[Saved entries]
· · · ·

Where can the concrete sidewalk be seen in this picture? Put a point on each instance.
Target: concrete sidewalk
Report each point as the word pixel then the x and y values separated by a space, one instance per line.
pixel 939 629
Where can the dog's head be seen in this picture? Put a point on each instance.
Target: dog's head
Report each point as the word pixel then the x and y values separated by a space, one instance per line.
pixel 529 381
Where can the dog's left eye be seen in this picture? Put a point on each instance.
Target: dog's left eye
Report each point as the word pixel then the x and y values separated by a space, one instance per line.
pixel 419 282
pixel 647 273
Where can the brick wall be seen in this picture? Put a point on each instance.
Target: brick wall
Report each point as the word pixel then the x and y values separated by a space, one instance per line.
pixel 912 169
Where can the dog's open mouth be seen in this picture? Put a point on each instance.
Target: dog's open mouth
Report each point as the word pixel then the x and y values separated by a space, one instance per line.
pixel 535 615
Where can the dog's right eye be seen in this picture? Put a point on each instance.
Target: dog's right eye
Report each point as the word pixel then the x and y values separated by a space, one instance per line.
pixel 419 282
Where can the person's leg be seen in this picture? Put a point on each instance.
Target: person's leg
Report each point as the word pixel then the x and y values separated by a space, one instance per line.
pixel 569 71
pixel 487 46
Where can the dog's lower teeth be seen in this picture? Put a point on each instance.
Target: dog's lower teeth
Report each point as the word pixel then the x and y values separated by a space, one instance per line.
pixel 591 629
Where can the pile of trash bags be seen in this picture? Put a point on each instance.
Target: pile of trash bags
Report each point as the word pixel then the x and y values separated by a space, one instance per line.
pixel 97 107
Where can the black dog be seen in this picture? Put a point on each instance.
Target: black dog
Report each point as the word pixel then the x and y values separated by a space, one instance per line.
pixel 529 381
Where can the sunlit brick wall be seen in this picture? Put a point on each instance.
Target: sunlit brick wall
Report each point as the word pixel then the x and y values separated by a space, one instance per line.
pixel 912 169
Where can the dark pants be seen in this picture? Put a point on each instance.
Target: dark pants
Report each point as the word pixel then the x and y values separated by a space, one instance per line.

· · · ·

_YOUR TASK_
Restate the data word for word, leaving nothing out.

_WRITTEN RESPONSE_
Where can the concrete sidewalk be seen in this picture? Put a point on each instance.
Target: concrete sidewalk
Report each point as the word pixel then the x and y values separated by a space, one instance per line.
pixel 939 629
Where can the dog's head be seen in this picture? Put a point on each instance.
Target: dog's head
Report each point as the word pixel then the x and y values separated by a space, one instance per line.
pixel 529 381
Where can the dog's left eye be seen in this picture? Put a point on each instance.
Target: dog's left eye
Report each point as the word pixel then the x and y values separated by a space, one instance per line.
pixel 419 282
pixel 647 273
Where can the brick wall be seen in this picture? Put a point on each instance.
Target: brick wall
Report each point as the word pixel then the x and y values separated by a space, one instance per line.
pixel 912 169
Where can the dog's open mouth be seen in this picture? Put a point on each instance.
Target: dog's open mouth
Report each point as the word pixel then the x and y values separated by a space, one instance per line.
pixel 535 615
Where can the dog's right eye be seen in this picture? Put a point on each instance.
Target: dog's right eye
Report each point as the word pixel then the x and y values separated by a space, one instance per line.
pixel 419 282
Where can the person's leg be seen in this picture? Put a point on each instance.
Target: person's leg
Report each point as the word pixel then the x and y values separated by a space, one instance per line.
pixel 569 71
pixel 487 46
Where can the dog's lower teeth be seen in this picture? Put a point on each instance.
Target: dog's lower teeth
Report each point as the word pixel then the x and y values separated by a space, one instance per line.
pixel 591 629
Where can the pile of trash bags be seen in this picture? Put a point on each instance.
Target: pile of trash bags
Report each point as the word pixel then the x and y values separated by a space, one instance per line.
pixel 97 107
Where can the black dog be seen in this picture? Put a point on each instance.
Target: black dog
Report each point as the word pixel then the x and y values separated by a space, one instance per line.
pixel 529 381
Where can the sunlit brick wall be seen in this picture? Put a point on each instance.
Target: sunlit brick wall
Report each point as the word pixel then the x and y values separated by a space, one instance per line.
pixel 912 169
Where can the dark pants be seen in this picture? Put a point on each instance.
Target: dark pants
Report each point as the word pixel then the x and y values separated by a space, one instance per line.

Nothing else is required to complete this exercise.